Exercise:
Return the listing word for word, as given.

[Coordinate labeling data]
- - - -

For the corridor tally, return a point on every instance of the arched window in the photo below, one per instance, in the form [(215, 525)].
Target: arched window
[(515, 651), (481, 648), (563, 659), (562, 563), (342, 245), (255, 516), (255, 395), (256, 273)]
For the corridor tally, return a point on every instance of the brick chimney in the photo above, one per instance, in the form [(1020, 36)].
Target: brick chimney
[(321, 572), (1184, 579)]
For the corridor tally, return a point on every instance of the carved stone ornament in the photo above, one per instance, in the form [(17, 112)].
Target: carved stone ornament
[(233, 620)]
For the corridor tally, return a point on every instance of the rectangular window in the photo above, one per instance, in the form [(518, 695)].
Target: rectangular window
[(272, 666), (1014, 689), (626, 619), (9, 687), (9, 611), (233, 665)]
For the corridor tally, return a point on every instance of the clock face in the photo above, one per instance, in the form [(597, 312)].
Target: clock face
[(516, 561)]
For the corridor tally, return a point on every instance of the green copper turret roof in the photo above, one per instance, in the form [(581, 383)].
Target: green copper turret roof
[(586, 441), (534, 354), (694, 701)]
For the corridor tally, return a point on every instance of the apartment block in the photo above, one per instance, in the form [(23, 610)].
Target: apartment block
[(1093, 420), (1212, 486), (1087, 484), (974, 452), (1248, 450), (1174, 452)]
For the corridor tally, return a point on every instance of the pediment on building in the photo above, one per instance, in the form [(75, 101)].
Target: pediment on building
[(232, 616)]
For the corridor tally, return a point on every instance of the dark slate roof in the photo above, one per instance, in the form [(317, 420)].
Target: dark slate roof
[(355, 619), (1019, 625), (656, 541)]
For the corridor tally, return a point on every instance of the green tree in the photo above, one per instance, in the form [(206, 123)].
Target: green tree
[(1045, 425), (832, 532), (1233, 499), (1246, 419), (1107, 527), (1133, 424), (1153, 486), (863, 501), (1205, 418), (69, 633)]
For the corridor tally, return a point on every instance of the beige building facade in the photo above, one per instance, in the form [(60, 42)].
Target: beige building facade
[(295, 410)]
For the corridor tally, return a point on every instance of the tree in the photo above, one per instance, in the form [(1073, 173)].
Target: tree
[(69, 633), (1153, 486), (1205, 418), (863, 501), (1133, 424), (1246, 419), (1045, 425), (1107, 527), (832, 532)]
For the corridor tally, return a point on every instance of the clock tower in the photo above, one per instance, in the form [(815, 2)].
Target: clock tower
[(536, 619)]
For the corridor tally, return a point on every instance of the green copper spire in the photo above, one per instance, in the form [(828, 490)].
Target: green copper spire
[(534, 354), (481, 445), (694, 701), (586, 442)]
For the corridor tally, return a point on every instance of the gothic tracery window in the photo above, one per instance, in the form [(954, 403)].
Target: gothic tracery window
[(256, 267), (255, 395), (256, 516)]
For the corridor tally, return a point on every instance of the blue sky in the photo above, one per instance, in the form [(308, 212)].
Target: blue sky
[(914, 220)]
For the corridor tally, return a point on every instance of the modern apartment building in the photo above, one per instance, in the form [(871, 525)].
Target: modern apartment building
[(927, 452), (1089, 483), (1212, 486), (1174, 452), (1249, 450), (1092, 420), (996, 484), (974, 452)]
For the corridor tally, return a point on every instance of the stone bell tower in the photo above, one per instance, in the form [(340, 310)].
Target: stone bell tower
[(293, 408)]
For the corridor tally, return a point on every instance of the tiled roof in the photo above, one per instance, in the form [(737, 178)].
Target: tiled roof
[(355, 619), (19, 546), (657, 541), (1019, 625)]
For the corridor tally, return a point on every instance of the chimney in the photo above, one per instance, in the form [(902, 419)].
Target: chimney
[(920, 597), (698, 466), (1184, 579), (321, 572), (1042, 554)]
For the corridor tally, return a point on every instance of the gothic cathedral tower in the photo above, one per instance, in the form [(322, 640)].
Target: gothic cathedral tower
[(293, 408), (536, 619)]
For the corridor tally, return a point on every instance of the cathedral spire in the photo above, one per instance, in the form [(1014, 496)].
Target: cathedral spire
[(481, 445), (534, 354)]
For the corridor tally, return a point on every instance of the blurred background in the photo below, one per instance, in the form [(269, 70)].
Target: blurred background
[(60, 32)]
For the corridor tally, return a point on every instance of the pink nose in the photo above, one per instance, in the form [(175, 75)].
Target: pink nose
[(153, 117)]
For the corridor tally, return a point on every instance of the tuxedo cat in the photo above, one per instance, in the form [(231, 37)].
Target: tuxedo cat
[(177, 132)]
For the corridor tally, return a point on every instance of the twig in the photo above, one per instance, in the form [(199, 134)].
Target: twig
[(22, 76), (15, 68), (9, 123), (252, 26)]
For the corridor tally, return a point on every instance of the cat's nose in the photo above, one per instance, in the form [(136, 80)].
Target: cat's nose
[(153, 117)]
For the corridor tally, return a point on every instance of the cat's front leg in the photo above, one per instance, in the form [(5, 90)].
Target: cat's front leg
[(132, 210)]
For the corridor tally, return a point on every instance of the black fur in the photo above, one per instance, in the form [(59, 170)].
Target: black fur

- - - -

Output:
For the corridor tally, return a point on every instance of the arched window in the photo below, one per instance, in the form [(215, 525)].
Target: arched window
[(515, 651), (481, 648), (563, 659), (562, 563), (342, 245), (255, 516), (255, 395), (256, 273)]
For the corridor tally, return a point on every instance of the brick chimney in the photo above, one per instance, in the form [(1020, 36)].
Target: brick chimney
[(321, 572), (1184, 579)]
For the corridor tally, return a point on every instance of the carved stone ornament in the photo above, one per instance, in the form [(17, 112)].
Target: carved stone ornament
[(233, 620)]
For the corridor tally, return a point on every instance of the rectangular window in the photo above, one per instance, in the form [(518, 695)].
Target: rectangular window
[(272, 666), (1014, 689), (626, 619), (9, 687), (9, 611), (233, 665)]
For the corridor tally, return a point on every instance of the clock face in the photo above, one per instance, in the form [(597, 312)].
Target: clock face
[(516, 561)]
For the corridor tally, return a point on every instance of the green copper turret roof in the photo above, one per instance, in the form [(581, 383)].
Target: green copper turret roof
[(586, 441), (534, 354), (694, 701)]
For the corridor tally, return a point on every instance of the apartment block in the photo above, one per instance, in the form [(23, 610)].
Target: apartment block
[(1093, 420), (1212, 486), (1087, 484), (974, 452), (1248, 450), (1174, 452)]
For the corridor tally, return a point on every instance of the pediment on building in the photo above, one per instance, in the form [(75, 101)].
Target: pediment on building
[(232, 616)]
For the corridor tally, return a point on every instance of the dark slate roof in the photo above, one per instance, in the form [(317, 420)].
Target: dark slate roof
[(355, 619), (1019, 625), (656, 541)]
For the corridor tally, return a point on every instance of the green tree in the photo above, one per instance, in the form [(206, 123)].
Target: green tree
[(1045, 425), (832, 532), (1233, 499), (1246, 419), (1107, 527), (1133, 424), (1153, 486), (863, 501), (1205, 418), (69, 633)]
For the corridor tally, return a point on every instance of the beige building facade in the photo above, one per instance, in the form [(60, 42)].
Target: beige building facade
[(295, 410)]
For the corridor tally, return a point on every instance of the tree in the photo above, one per instance, in the form [(1073, 173)].
Target: tree
[(69, 633), (1153, 486), (1205, 418), (863, 501), (1133, 424), (1246, 419), (1045, 425), (1107, 527), (832, 532)]
For the corridor tally, return a point on every instance of the clock tower in the photo above, one per instance, in the form [(815, 2)].
Target: clock tower
[(536, 619)]
For the corridor tally, return a point on every instance of the green copper spire in the photo above, one per instance, in the form [(828, 490)].
Target: green copper spire
[(534, 354), (481, 445), (694, 701), (586, 442)]
For the corridor tally, return a point on every instance of the gothic tracery window in the photo above, one per instance, in the form [(954, 403)].
Target: gothic tracery window
[(256, 267), (255, 395), (256, 516)]
For the corridor tally, return a point on every instance of the blue sky in the photo above, one per instance, in the form [(308, 212)].
Target: blue sky
[(914, 220)]
For the corridor tally, return a point on every instance of the modern apartment building in the photo above, one per instance, in the form [(871, 525)].
Target: modern apartment building
[(927, 452), (1089, 483), (1212, 486), (1174, 452), (1249, 450), (1092, 420), (996, 484), (974, 452)]
For the corridor tally, return a point on every instance of the stone bell tower in the photo above, one per instance, in the form [(340, 310)].
Target: stone bell tower
[(293, 408)]
For the corridor tally, return a point on every instance of the tiled roof in the photo above, one per instance, in the form [(737, 178)].
Target: tiled roof
[(355, 619), (19, 546), (657, 541), (1019, 625)]
For the corridor tally, return a point on every instance of the chimney in the photo above, one per instance, in the form [(902, 419)].
Target: chimney
[(920, 597), (698, 466), (1184, 579), (321, 572), (1042, 554)]
For the corridor tally, return a point on every instance of the gothic cathedral tower in the photo above, one per instance, in the form [(322, 640)].
Target: gothic cathedral tower
[(293, 408), (536, 619)]
For the corridor tally, return a point on every instance of the cathedral spire in the photo above, one per instance, in the form [(1014, 496)].
Target: cathedral spire
[(481, 445), (534, 354)]
For the corridor tally, return a point on every instance of the blurred background in the photo below, one per instance, in the form [(269, 70)].
Target: blurred background
[(60, 32)]
For the corridor tally, return a point on every instance of the pink nose in the photo above, one per instance, in the form [(175, 75)].
Target: pink nose
[(153, 117)]
For the corridor tally, return a point on every instance of the tuxedo cat in the photo above, one per instance, in the form [(231, 37)].
Target: tuxedo cat
[(177, 132)]
For the corridor tally, return a point on every instance of the twig in the photo above, one per instance, in the form [(199, 134)].
Target: twig
[(22, 76), (15, 68), (9, 123), (252, 26)]
For the corridor tally, return a point on every instance of the cat's nose in the photo above, one per instance, in the form [(136, 80)].
Target: cat's nose
[(153, 117)]
For the corridor tally, return a point on every instance of the cat's front leg in the photo above, one per instance, in the form [(5, 90)].
Target: cat's front leg
[(132, 210)]
For the corridor tally, return a point on every instance of the black fur in the photo above, one per instance, in the form [(59, 170)].
Target: black fur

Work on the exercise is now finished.